# Task to carry out
Check each statement against the passage on workers' compensation fraud, answering yes or no and quoting the words that decide it: 1. The state cited 1,520 employers last year for lacking workers' compensation insurance. 2. Fryer said there is direct evidence that more employers are actually going without coverage. 3. In the misclassification example, the roofing contractor claims to have 10 roofers and four clerical workers.

In some industries more prone to workplace injuries, like roofing or landscape contractors, the increases have been more dramatic, with employer premiums tripling or even quadrupling in the past year, if they can get insured at all. Businesses in these industries now routinely pay $100 in workers’ compensation premiums for every $100 in payroll, effectively doubling labor costs.

It is in these industries that the pressure is most intense to stop paying workers’ compensation insurance altogether.

“We’re seeing employers who are really behind the eight ball drop coverage as they try to preserve their businesses,” said Margaret Wagner, co-chair of the national Employers Fraud Task Force. The task force is composed of employers, insurers, medical providers and enforcement officials and is charged with coming up with ways to stamp out fraud in the system.

Wagner said some employers would fire injured workers on the spot rather than risk having to cover their medical bills. “We hear about this all the time in the garment industry or in the agriculture industry, where workers often don’t know their rights,” she said.

Since employers who don’t pay workers’ compensation insurance tend to be part of the underground economy, they are hard to track. But the state Labor Commissioner’s office, which conducts periodic sweeps looking for employer violations of wage and hour laws, has seen the number of citations issued to employers without workers’ comp insurance jump 50 percent in the last two years.

According to Labor Commissioner spokesman Dean Fryer, the state cited about 1,000 employers each in 1998, 1999 and 2000 for not having workers’ compensation insurance. But in 2001, that number rose to 1,200 citations, and last year, it climbed to 1,520.

“This is in part due to our increased efforts in the area of employer workers’ compensation fraud,” Fryer said. “Some of it could also be due to more cases of this actually occurring, but we have no direct evidence of that.”

Employer ‘shell game’

Besides a growing number of employers without workers’ compensation insurance, there is anecdotal evidence that other types of employer fraud are increasing.

“We’ve run into more and more premium fraud, and some of it can be very elaborate, a shell game to hide the number of workers,” Higgins said.

Higgins and others cited three types of premium fraud:

– Under-reporting the number of employees or payroll. For example, Wagner said, an employer might report $4 million in payroll to their insurer, when the actual figure is $14 million. “If they get caught, they say, ‘It’s just a typo,'” Wagner said.

– Misclassifying employees. The most commonly cited example is when a roofing contractor with 10 roofers and four clerical workers claims he has 10 clerical workers and four roofers. Since roofers have a much higher accident rate, the more roofers on staff, the higher the premium.

# Source information
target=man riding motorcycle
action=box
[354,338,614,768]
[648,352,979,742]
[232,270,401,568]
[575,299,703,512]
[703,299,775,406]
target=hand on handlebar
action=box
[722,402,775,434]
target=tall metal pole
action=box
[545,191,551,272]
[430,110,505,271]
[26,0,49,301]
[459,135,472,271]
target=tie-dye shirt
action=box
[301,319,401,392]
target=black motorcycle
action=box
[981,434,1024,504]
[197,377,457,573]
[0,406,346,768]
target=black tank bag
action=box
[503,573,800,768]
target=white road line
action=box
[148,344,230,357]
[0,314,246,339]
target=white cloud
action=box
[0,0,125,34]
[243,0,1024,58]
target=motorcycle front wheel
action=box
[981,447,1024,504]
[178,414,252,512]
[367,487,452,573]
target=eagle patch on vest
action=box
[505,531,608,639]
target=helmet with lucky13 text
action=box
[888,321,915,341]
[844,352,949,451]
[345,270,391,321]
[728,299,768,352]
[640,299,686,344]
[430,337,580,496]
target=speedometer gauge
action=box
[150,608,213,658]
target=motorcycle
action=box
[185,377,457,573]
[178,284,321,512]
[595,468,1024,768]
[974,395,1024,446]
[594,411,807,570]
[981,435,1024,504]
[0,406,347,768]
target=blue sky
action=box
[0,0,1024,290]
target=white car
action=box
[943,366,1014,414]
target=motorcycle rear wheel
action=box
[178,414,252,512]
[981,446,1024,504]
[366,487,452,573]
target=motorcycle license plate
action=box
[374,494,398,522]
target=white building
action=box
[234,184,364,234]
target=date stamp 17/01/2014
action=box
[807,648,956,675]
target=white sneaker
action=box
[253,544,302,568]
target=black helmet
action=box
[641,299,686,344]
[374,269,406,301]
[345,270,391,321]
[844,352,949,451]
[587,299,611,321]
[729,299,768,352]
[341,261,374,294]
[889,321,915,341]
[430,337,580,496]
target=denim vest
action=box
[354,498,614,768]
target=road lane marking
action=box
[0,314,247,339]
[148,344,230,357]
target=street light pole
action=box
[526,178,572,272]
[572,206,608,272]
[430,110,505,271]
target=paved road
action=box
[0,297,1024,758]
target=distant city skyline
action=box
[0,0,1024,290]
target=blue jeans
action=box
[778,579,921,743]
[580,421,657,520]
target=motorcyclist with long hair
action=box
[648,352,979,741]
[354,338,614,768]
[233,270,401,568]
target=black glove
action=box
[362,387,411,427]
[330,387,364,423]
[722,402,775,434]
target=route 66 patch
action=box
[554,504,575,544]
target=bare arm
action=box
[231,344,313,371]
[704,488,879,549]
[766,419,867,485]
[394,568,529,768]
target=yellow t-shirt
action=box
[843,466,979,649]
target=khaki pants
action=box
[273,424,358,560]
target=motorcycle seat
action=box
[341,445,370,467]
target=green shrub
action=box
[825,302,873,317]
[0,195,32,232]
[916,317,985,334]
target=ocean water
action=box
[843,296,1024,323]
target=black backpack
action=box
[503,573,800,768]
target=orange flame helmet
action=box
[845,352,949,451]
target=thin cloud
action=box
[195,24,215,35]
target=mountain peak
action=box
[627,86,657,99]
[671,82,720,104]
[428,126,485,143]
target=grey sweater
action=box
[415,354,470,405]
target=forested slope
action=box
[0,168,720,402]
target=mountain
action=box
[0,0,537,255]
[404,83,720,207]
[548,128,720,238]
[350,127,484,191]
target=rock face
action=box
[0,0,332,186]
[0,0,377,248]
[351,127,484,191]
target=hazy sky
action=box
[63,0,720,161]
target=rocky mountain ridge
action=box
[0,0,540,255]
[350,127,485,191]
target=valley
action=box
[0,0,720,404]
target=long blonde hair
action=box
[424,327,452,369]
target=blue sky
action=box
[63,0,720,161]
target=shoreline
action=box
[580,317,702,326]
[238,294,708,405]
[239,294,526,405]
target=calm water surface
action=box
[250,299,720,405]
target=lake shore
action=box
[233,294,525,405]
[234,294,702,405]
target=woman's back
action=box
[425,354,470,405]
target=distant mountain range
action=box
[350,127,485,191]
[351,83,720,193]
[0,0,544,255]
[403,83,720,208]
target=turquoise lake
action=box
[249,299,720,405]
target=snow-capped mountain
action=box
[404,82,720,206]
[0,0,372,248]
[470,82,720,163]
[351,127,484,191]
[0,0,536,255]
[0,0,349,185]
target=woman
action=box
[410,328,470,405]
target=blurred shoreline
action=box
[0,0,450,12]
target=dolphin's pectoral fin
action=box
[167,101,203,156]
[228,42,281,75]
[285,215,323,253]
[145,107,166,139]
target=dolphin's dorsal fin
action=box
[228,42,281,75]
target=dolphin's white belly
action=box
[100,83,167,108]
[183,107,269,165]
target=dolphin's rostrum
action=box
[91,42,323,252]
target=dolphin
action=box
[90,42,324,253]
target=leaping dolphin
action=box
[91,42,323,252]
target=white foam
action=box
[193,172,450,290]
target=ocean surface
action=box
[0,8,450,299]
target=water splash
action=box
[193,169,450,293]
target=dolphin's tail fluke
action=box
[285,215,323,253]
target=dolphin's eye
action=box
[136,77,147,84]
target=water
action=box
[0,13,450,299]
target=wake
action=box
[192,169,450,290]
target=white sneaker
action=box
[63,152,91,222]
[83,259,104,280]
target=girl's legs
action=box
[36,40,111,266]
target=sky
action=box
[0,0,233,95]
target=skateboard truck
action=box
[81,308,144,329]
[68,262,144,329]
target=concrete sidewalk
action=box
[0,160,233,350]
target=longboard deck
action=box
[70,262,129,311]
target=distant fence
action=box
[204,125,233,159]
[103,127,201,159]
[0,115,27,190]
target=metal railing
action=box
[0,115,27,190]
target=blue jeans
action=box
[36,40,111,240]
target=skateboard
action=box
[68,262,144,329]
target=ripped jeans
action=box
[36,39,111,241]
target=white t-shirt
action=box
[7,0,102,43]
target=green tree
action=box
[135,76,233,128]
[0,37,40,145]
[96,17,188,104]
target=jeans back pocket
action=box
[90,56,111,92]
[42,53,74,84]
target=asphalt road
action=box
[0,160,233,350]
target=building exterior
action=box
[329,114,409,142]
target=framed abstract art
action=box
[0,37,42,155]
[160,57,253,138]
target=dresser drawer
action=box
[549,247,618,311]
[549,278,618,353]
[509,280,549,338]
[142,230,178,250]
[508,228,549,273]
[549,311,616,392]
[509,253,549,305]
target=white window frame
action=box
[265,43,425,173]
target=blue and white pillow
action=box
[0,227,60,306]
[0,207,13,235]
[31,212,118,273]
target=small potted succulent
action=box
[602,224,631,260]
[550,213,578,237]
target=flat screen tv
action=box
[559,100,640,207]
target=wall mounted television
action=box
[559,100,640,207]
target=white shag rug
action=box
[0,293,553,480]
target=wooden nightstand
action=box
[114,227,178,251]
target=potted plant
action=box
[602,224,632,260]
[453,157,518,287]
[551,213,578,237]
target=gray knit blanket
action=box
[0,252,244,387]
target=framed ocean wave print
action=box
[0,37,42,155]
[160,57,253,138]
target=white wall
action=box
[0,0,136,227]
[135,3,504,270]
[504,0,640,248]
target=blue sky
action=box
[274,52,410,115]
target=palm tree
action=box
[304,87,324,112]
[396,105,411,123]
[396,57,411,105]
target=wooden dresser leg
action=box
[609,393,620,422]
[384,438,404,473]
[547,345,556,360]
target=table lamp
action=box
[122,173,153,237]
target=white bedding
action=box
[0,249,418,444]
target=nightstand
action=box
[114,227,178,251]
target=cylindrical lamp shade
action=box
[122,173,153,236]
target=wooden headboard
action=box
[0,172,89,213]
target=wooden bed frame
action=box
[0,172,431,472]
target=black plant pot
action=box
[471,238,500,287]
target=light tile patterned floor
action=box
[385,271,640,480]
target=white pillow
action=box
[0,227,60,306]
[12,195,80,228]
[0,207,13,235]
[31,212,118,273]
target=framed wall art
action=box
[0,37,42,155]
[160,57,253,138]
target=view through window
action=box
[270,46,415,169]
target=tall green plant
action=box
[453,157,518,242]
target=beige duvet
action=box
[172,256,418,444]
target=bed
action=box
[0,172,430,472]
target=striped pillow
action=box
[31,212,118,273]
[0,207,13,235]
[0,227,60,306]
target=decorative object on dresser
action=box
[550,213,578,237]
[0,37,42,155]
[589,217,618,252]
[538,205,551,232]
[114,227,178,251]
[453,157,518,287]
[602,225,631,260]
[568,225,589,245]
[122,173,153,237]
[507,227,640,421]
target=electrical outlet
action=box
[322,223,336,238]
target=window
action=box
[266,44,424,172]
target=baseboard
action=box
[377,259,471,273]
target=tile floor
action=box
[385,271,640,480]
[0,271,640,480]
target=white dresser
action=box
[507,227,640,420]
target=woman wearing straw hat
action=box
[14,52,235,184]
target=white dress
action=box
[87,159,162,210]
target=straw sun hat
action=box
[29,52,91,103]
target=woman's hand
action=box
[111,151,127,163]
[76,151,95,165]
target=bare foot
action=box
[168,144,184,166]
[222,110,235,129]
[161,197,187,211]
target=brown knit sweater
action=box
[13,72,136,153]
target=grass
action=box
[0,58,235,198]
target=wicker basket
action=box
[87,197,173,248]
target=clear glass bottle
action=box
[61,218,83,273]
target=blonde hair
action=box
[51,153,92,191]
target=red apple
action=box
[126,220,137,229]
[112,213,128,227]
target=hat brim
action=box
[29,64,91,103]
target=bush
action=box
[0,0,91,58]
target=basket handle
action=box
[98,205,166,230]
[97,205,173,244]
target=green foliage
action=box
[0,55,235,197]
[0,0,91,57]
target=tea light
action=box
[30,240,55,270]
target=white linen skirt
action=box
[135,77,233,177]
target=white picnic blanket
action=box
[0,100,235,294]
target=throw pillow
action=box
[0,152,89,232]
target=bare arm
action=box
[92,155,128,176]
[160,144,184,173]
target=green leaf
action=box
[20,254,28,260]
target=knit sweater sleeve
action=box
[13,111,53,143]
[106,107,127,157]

# Answer for this exercise
1. Yes: "last year, it climbed to 1,520."
2. No: "but we have no direct evidence of that."
3. No: "claims he has 10 clerical workers and four roofers."